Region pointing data
■ ■ ■

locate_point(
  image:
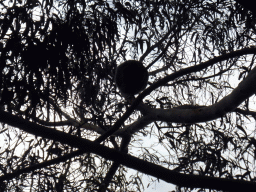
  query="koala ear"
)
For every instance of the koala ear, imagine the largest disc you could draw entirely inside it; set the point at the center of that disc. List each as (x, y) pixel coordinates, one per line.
(131, 77)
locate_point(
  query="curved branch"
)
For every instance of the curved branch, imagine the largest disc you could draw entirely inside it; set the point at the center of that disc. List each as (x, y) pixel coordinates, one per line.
(157, 171)
(171, 77)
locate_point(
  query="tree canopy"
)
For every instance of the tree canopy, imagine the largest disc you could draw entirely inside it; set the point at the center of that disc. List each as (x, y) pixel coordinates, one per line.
(67, 127)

■ ■ ■

◆ **EXERCISE BRIEF**
An exact copy of the entries above is required; pictures are not part of it.

◆ **REPLY TO THE EXERCISE**
locate_point(
  image:
  query="koala ear"
)
For every instance of the koala ear, imagine the largest disc you could draw entirely inside it; set the point at the center of that disc. List each as (x, y) pixel coordinates, one per line.
(131, 77)
locate_point(
  query="curved branch"
)
For every instance of the curved branch, imagine the largest disc you could draw entirely inside it; set the point at the center of that disc. List each as (x, y) pixel coordinates, one per line.
(157, 171)
(171, 77)
locate_point(
  query="tree canopy"
)
For every instance of the tree canopy, imagine the largest disc you could draw entirely inside it; set the point at the center of that disc. List each as (x, y) pixel coordinates, one per line.
(67, 127)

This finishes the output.